Task directions: Scan the data, and whenever a line contains "like", copy it.

Image-grounded pointing data:
──────────────────────────────

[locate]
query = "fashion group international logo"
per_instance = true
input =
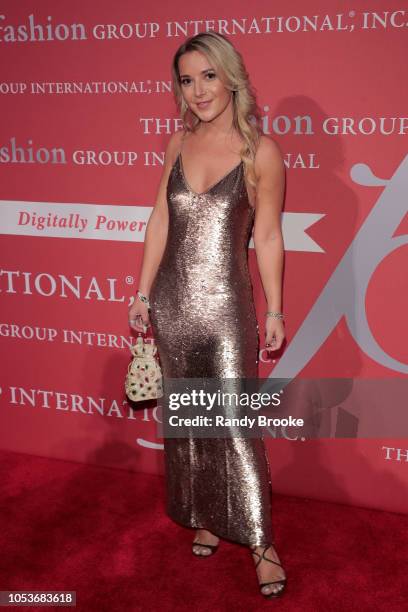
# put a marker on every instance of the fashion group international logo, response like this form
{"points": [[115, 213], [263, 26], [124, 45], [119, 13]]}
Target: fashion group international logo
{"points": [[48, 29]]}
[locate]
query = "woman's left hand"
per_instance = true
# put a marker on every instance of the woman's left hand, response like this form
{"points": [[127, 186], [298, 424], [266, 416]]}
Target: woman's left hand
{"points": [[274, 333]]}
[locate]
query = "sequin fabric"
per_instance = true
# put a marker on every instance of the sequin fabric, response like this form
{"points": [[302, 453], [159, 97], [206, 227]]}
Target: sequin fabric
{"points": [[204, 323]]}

──────────────────────────────

Result of this exercise:
# put a marker on every instance of the fashion group international logo, response like this form
# put a marker on every instance of the woman's left hand, response like this form
# put a marker on every instance of the sequin fabric, response like this form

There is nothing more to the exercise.